[Position annotation records]
------------------------------------
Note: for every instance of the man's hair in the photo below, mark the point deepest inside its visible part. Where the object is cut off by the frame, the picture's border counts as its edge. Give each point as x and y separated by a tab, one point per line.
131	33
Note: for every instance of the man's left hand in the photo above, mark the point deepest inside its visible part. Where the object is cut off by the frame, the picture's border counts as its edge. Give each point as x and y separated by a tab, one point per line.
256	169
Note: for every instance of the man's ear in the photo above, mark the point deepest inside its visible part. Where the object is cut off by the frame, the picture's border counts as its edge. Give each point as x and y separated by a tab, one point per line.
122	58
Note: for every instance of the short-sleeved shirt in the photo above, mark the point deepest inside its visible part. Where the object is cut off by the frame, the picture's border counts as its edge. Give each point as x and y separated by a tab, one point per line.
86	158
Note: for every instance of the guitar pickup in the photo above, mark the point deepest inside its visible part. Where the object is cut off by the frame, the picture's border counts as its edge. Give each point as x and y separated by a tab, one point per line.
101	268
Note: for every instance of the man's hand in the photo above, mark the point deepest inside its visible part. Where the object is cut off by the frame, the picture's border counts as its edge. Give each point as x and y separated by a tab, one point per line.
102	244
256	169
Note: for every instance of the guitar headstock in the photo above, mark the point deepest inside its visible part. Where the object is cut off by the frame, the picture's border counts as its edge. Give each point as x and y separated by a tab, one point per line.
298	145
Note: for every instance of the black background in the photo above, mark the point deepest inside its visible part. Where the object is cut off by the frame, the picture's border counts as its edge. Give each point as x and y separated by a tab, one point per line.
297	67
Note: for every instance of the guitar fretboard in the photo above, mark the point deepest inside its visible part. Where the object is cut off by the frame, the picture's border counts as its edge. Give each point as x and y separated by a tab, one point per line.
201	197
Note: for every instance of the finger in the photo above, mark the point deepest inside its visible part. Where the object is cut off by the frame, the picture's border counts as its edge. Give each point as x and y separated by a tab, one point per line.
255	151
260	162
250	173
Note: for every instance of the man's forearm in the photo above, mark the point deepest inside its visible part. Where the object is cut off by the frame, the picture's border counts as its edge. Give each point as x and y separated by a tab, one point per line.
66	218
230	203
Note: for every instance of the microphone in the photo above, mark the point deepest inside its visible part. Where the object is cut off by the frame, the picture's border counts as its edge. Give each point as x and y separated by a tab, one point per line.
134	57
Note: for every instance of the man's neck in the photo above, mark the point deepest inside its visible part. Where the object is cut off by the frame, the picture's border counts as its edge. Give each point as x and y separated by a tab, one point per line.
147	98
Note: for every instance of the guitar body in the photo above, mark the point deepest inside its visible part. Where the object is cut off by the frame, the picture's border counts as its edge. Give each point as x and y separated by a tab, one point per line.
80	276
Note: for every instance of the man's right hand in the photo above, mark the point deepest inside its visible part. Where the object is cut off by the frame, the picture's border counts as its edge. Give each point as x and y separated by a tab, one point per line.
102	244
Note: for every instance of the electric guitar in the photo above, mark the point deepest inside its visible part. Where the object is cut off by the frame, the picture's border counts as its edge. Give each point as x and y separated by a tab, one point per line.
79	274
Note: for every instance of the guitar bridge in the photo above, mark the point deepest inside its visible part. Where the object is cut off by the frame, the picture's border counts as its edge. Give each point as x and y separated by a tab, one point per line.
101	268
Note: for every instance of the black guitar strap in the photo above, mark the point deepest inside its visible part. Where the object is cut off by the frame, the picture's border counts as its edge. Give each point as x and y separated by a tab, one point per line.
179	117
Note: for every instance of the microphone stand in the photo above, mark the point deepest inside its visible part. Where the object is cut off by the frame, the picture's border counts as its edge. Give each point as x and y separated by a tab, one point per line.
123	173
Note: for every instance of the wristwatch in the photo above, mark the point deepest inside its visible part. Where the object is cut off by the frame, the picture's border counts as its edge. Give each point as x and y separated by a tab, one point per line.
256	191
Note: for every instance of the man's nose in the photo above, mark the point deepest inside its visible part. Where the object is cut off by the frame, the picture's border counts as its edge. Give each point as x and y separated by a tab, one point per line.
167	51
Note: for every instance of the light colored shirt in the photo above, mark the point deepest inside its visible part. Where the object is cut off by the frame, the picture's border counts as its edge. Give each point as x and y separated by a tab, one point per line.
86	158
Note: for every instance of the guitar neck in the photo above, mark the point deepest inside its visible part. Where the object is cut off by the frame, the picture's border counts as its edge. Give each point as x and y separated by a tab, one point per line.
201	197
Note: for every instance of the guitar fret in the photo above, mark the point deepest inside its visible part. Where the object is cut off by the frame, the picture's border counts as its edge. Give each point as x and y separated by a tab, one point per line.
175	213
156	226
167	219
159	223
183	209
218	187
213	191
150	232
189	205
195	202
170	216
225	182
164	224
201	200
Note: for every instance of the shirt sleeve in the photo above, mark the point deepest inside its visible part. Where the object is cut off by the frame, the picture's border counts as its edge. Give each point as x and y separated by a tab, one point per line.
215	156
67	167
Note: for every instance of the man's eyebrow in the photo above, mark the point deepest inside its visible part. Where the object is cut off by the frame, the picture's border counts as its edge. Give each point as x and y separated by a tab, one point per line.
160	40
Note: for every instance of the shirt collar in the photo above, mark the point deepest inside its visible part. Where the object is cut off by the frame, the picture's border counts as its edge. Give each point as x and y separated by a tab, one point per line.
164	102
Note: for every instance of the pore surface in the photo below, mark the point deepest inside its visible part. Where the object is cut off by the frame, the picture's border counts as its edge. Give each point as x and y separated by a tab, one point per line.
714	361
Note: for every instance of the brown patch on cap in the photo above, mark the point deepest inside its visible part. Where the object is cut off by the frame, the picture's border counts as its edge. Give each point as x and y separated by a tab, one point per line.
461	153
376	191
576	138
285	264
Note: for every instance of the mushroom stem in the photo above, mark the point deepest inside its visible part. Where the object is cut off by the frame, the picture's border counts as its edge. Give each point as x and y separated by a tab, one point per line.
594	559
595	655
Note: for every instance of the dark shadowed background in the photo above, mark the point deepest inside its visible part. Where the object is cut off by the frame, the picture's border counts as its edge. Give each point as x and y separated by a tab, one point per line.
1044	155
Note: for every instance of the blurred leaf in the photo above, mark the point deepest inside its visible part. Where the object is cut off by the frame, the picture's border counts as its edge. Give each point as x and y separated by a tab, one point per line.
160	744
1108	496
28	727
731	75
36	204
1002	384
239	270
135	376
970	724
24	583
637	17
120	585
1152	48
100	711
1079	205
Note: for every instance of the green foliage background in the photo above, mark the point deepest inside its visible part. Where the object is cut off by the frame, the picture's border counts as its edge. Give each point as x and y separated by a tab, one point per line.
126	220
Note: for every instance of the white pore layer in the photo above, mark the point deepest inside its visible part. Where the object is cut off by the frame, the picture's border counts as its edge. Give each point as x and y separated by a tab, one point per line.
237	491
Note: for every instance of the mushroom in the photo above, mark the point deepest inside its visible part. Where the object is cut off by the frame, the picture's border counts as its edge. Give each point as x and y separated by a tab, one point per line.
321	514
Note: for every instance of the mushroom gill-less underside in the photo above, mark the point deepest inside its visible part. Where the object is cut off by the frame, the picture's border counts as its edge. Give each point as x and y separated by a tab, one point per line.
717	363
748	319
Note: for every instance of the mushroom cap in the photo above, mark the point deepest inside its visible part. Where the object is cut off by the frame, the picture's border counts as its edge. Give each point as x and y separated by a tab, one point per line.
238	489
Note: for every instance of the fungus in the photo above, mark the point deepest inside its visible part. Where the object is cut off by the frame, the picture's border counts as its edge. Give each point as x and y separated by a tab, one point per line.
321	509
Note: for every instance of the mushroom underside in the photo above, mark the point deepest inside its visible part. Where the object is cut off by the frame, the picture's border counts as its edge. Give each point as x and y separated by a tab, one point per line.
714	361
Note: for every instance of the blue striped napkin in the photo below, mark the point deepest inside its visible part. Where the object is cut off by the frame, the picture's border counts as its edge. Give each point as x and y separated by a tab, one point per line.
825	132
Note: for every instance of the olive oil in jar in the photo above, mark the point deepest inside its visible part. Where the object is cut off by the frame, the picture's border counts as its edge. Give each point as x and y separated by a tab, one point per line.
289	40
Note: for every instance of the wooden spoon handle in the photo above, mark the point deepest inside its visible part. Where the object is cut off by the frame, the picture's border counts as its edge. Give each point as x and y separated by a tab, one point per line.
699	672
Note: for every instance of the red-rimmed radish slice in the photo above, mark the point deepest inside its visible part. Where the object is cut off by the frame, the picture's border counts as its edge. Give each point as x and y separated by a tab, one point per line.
------------------------------------
→ **TASK**
Retype exactly, please, each line from the line that contains "Note: for every instance of the olive" through the last line of the entries above, with nothing added.

→ **ANSWER IN FULL**
Note: for every instance of the olive oil in jar in the photo above, mark the point deepest inside its visible part. Where the object is cut off by the frame, the picture's border counts as its edge. Give each point as x and y separated by a tab, one point per line.
289	40
Note: for every instance of the wooden spoon handle in the photo above, mark the point deepest inside its visible part. Where the object is cut off by the frame, the picture's border counts as its edge. Give each point as x and y separated by a tab, one point per line.
699	672
Note: for every instance of the red-rimmed radish slice in the photo above, mark the point deepest inside its visible part. Where the object is cut off by the frame, the picture's border counts as its edge. Give each point as x and y separated by a tab, one point per line.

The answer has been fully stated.